Exercise description> In the data below, one line contains "Intersection-audit request. Target: green foliage" and a later one contains "Intersection-audit request. Target: utility". Print both, with every line between them, exactly and alone.

Task inputs>
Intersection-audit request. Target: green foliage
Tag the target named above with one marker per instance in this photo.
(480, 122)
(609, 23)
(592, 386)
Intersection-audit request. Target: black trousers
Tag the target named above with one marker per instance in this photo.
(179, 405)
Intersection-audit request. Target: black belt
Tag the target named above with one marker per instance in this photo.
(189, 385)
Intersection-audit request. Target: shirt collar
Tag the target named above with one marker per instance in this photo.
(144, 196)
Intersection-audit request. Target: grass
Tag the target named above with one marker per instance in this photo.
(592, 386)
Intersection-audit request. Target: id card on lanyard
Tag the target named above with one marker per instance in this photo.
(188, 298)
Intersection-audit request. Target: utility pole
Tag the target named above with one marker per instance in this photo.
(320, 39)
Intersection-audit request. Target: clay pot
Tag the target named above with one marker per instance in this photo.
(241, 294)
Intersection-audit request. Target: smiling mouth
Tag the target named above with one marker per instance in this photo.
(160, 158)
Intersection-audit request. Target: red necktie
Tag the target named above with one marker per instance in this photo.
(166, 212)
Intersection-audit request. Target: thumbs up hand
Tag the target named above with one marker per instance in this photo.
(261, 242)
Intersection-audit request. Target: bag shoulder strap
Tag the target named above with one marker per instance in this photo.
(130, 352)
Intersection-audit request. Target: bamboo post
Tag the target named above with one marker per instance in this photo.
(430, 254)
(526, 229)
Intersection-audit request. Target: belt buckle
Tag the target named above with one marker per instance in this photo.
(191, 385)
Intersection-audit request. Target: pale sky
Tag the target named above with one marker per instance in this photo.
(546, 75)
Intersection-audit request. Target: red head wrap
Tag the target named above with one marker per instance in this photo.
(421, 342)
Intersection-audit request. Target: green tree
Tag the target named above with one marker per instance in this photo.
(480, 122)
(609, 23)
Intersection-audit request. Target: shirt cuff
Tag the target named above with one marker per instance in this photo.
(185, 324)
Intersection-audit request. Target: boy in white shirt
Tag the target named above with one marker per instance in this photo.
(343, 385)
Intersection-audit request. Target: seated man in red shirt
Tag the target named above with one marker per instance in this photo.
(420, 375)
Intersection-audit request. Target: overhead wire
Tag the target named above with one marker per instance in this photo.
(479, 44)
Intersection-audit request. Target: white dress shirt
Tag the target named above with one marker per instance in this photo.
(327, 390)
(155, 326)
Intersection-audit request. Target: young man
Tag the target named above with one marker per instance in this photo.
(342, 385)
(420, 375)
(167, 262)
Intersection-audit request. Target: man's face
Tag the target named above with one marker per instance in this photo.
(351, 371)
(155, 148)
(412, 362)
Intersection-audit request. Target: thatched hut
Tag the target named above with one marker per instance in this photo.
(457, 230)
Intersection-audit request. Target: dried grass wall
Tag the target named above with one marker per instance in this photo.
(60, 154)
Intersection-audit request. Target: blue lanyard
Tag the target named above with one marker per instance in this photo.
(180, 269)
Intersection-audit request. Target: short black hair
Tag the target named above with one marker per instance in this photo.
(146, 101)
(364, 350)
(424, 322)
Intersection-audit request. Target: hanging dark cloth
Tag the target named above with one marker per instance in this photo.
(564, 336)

==

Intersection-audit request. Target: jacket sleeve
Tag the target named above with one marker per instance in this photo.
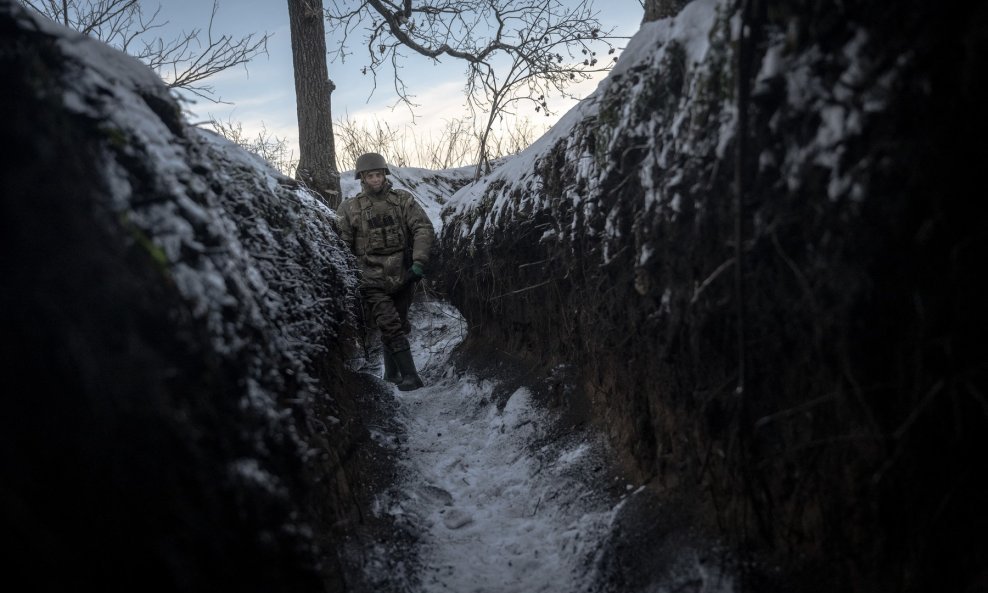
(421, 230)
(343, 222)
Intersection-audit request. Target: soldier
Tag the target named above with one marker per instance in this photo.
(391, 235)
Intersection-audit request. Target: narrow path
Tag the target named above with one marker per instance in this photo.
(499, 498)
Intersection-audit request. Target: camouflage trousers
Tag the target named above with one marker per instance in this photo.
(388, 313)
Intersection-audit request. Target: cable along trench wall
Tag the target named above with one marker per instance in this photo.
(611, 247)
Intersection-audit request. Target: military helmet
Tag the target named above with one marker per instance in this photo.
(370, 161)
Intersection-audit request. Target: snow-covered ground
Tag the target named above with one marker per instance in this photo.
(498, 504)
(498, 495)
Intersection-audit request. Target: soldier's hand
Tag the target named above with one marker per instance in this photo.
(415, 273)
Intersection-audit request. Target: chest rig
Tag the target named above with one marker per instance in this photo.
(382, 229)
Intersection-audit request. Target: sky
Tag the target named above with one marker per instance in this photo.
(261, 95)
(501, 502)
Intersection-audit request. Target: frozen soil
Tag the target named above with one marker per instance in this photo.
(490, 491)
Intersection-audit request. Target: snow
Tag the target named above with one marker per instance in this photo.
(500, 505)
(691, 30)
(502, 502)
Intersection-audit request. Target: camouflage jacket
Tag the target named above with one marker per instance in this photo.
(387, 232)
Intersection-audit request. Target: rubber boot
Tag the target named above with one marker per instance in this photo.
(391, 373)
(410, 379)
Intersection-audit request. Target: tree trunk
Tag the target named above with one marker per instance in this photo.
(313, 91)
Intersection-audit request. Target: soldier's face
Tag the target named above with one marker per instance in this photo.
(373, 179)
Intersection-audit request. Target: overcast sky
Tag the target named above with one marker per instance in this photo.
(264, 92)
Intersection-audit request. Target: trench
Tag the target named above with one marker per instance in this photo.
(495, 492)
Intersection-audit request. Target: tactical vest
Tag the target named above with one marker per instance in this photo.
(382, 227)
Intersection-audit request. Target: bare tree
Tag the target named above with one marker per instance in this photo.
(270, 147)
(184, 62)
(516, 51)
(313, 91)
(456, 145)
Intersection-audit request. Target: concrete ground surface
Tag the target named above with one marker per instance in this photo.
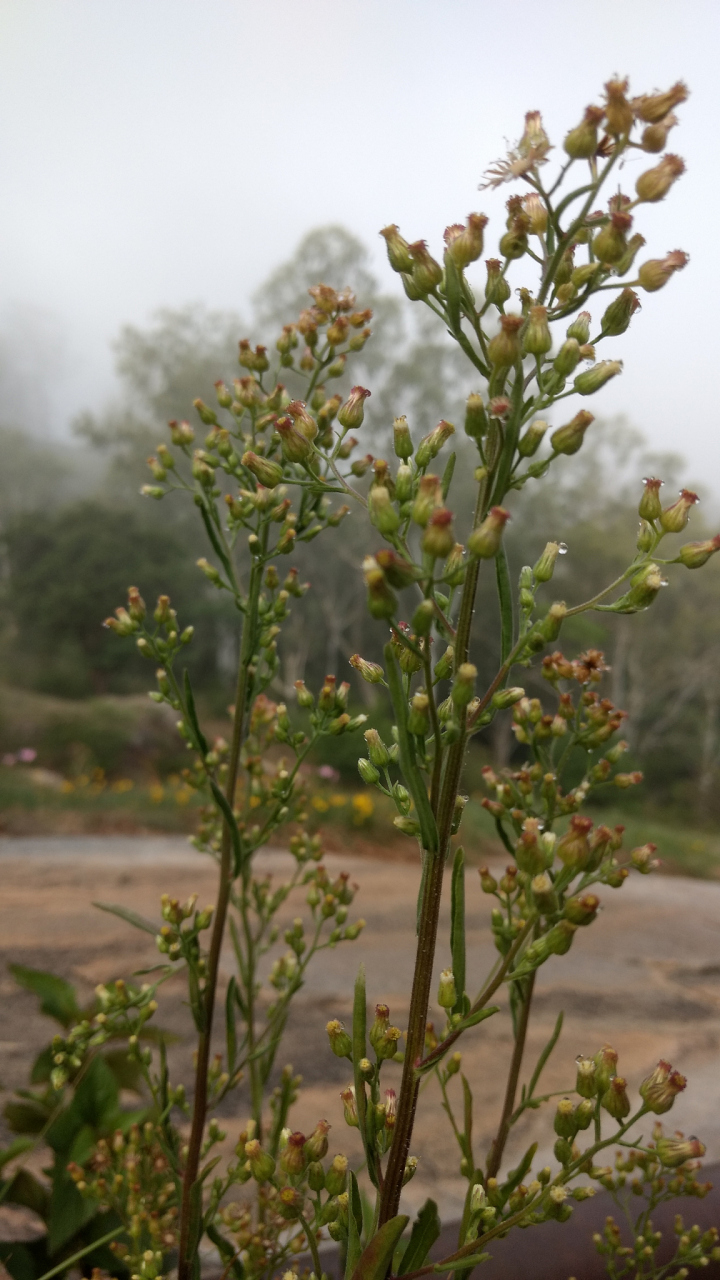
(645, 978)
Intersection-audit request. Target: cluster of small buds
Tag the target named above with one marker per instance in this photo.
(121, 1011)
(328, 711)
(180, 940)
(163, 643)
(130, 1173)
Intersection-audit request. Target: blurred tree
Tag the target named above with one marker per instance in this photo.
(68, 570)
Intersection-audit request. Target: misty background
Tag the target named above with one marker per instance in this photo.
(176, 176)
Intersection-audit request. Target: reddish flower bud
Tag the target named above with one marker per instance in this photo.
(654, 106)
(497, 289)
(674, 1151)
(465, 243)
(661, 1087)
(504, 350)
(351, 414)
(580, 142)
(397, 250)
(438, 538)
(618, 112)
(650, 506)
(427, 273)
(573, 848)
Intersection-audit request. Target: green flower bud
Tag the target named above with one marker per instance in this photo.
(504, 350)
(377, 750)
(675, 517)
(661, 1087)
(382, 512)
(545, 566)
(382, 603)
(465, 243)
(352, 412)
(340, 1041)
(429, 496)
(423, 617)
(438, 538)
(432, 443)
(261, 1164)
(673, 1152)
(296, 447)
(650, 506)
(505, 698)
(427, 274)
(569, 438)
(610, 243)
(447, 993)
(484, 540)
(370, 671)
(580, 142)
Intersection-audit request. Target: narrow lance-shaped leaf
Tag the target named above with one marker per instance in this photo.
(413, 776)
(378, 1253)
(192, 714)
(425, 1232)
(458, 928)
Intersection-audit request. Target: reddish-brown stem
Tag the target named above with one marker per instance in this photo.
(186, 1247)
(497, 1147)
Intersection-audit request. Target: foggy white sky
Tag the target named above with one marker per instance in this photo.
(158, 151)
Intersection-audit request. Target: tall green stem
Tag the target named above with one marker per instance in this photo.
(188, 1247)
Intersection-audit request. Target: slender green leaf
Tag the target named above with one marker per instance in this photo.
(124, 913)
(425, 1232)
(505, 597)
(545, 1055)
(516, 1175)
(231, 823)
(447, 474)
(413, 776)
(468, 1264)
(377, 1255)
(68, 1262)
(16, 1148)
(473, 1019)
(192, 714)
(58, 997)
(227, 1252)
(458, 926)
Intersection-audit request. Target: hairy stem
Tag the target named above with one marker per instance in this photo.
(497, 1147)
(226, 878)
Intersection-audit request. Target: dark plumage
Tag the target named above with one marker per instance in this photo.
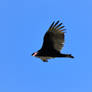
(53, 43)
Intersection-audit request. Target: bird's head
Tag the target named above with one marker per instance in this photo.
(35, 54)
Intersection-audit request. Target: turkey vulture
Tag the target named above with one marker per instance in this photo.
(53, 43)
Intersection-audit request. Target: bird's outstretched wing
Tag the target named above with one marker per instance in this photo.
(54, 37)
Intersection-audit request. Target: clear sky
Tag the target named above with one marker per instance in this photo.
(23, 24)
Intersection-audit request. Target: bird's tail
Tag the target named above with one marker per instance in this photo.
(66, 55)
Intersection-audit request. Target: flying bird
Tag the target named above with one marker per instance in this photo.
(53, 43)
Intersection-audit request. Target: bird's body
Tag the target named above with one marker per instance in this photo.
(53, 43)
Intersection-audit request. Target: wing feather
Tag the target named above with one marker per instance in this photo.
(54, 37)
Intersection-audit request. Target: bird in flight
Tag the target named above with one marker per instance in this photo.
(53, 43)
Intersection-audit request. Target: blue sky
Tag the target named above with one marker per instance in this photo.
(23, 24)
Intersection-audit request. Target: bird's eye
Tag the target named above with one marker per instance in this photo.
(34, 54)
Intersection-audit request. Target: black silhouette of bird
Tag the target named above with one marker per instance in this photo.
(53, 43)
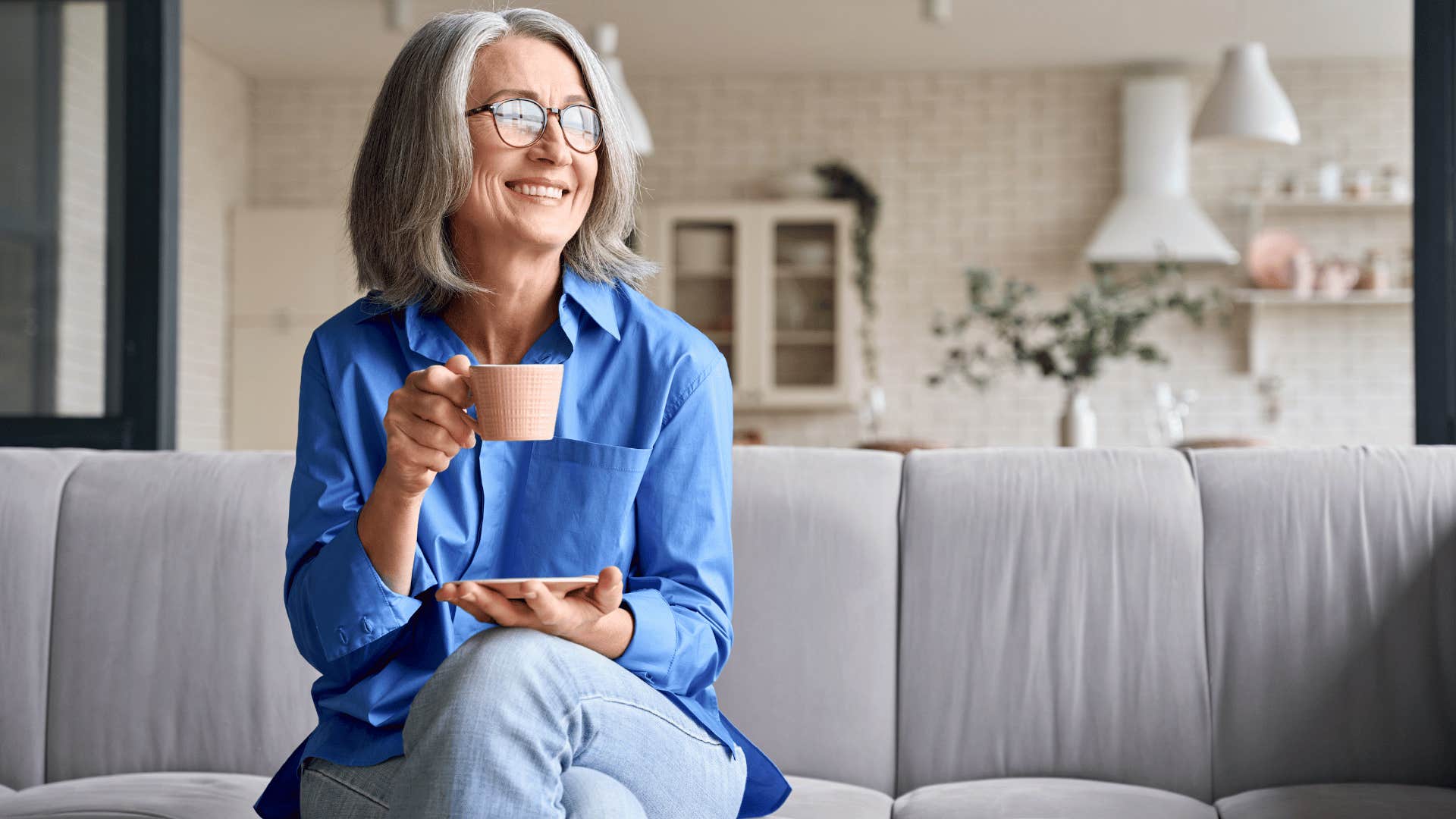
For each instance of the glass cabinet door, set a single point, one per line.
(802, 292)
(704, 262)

--

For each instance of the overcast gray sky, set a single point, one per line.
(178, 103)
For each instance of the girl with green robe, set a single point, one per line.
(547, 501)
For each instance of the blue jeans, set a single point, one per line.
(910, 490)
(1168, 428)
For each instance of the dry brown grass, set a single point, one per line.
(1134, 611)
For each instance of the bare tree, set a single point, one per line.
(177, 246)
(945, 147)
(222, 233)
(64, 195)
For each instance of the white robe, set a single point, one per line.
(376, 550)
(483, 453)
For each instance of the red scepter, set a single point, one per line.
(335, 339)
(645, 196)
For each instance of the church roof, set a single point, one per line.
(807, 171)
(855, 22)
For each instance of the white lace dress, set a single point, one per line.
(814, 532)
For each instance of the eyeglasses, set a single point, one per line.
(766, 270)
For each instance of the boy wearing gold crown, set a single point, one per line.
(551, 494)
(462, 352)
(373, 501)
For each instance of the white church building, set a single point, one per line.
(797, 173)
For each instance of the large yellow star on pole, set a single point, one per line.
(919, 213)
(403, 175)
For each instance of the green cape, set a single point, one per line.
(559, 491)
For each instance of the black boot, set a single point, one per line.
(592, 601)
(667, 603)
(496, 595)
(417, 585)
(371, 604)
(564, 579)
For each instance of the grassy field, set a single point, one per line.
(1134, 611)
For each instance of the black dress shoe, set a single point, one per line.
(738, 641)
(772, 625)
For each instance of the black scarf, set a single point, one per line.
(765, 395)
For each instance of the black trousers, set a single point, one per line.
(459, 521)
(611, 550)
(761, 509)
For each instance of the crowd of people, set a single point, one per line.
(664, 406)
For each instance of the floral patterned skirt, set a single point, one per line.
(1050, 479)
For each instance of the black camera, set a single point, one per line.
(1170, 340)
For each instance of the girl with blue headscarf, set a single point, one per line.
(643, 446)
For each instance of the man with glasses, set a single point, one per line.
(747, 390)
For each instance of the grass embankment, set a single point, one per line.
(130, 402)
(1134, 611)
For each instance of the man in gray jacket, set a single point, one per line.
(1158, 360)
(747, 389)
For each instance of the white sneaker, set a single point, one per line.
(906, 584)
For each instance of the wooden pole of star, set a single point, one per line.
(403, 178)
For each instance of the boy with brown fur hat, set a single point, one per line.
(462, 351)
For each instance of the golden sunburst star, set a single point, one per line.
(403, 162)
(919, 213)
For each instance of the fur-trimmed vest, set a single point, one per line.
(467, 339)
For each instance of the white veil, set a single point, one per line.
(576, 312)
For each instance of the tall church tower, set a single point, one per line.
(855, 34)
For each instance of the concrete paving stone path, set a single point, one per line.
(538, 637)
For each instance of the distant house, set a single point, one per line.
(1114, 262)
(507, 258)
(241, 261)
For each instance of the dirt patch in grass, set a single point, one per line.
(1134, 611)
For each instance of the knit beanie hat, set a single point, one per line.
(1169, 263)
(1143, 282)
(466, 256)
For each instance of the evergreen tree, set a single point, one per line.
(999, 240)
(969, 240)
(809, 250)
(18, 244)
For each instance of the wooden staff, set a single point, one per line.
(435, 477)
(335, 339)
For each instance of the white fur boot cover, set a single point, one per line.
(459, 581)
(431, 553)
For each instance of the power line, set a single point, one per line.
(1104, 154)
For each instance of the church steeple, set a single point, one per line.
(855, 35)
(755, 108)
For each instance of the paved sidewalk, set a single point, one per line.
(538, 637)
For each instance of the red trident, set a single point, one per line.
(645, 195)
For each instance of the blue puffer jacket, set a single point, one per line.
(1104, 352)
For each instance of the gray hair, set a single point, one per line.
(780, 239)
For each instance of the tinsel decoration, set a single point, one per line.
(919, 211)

Problem solution>
Intersection-audit request. Target: green foliage
Tag the target named above with one marker per instance in this photo.
(480, 122)
(609, 23)
(592, 386)
Intersection-audit request. Target: black trousers
Tag the target named above with one marker per instance in this photo.
(179, 405)
Intersection-audit request. Target: black belt
Tag the target named above with one marker per instance in this photo.
(189, 385)
Intersection-audit request. Target: shirt collar
Tag the target named above with one marker per instance in this photo.
(144, 196)
Intersection-audit request. Target: grass
Tag the target named above with one marker per instance in this photo.
(592, 386)
Intersection-audit request. Target: id card on lanyard
Tag the target named above with one marker per instance in this photo.
(188, 298)
Intersection-audit request. Target: utility pole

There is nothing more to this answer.